**TRECHO**.
À esquerda a posição do Aquífero Guarani no mapa da América do Sul; à direita cortes verticais, mostrando a configuração do relevo (imagem fornecida pelo pesquisador) |
O sistema, que atende a mais de 90 milhões de pessoas, está sendo superutilizado em diversas regiões do Estado de São Paulo. Pesquisadores empregaram isótopos estáveis para desvendar a relação entre águas pluviais e águas subterrâneas no abastecimento das nascentes
Estudo conduzido por
pesquisadores da Universidade Estadual Paulista (Unesp) mediu a contribuição
das águas pluviais e subterrâneas para a manutenção de nascentes e rios na
região de Brotas, na porção central do Estado de São Paulo, localizada na
sub-bacia do Alto Jacaré-Pepira, onde o abastecimento urbano, a agricultura e o
turismo intensivo dependem fortemente dos recursos hídricos. Os
resultados, divulgados na
revista Isotopes in Environmental and Health Studies, indicam que
as chuvas não conseguem repor toda a água do Aquífero Guarani que vem sendo
utilizada nas diversas atividades humanas, o que coloca a sustentabilidade do
sistema em risco.
Os aquíferos são as maiores
fontes de água potável do mundo. E o Guarani é o maior aquífero
transfronteiriço – isto é, que se estende pelo subsolo de vários países. Sua
área total, de aproximadamente 1 milhão de quilômetros quadrados (km2),
abrange trechos no Brasil, no Paraguai, no Uruguai e na Argentina. Dois terços
estão no território nacional, alcançando os Estados de Goiás, Mato Grosso do
Sul, Minas Gerais, São Paulo, Paraná, Santa Catarina e Rio Grande do Sul.

**DADOS FORNECIDOS**.
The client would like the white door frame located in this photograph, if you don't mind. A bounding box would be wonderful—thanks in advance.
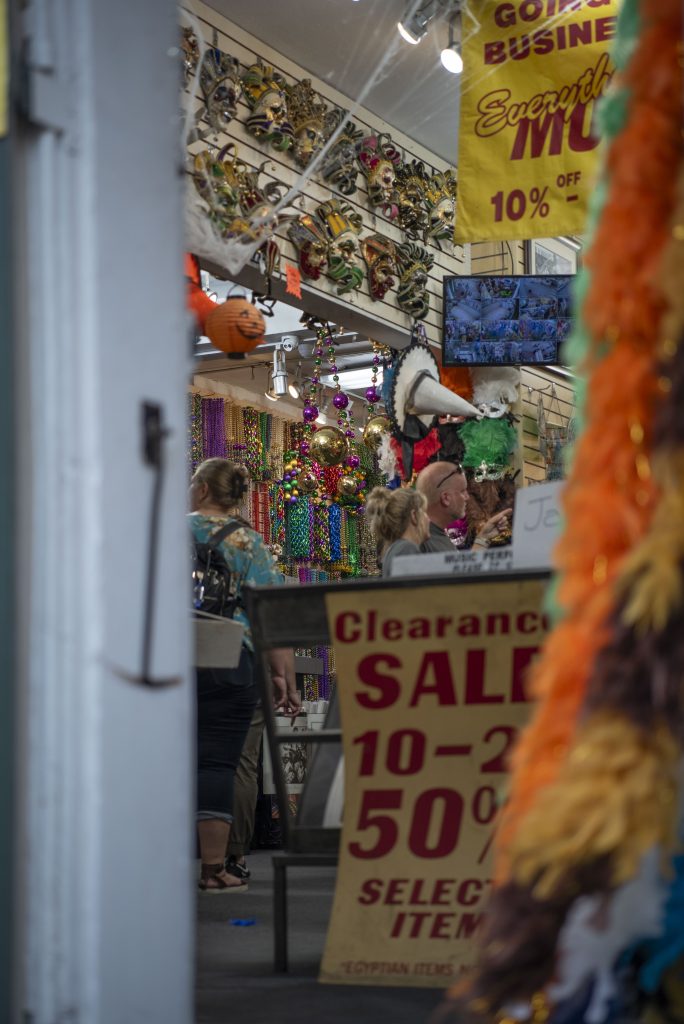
[13,0,194,1024]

**INSTRUÇÕES DA TAREFA**.
No texto sobre o Aquífero Guarani, reescreva a parte que começa com as palavras "Os aquíferos são" e termina com "Grande do Sul.", pondo "doce" no lugar de "potável".

**RESULTADO**.
Os aquíferos são as maiores
fontes de água doce do mundo. E o Guarani é o maior aquífero
transfronteiriço – isto é, que se estende pelo subsolo de vários países. Sua
área total, de aproximadamente 1 milhão de quilômetros quadrados (km2),
abrange trechos no Brasil, no Paraguai, no Uruguai e na Argentina. Dois terços
estão no território nacional, alcançando os Estados de Goiás, Mato Grosso do
Sul, Minas Gerais, São Paulo, Paraná, Santa Catarina e Rio Grande do Sul.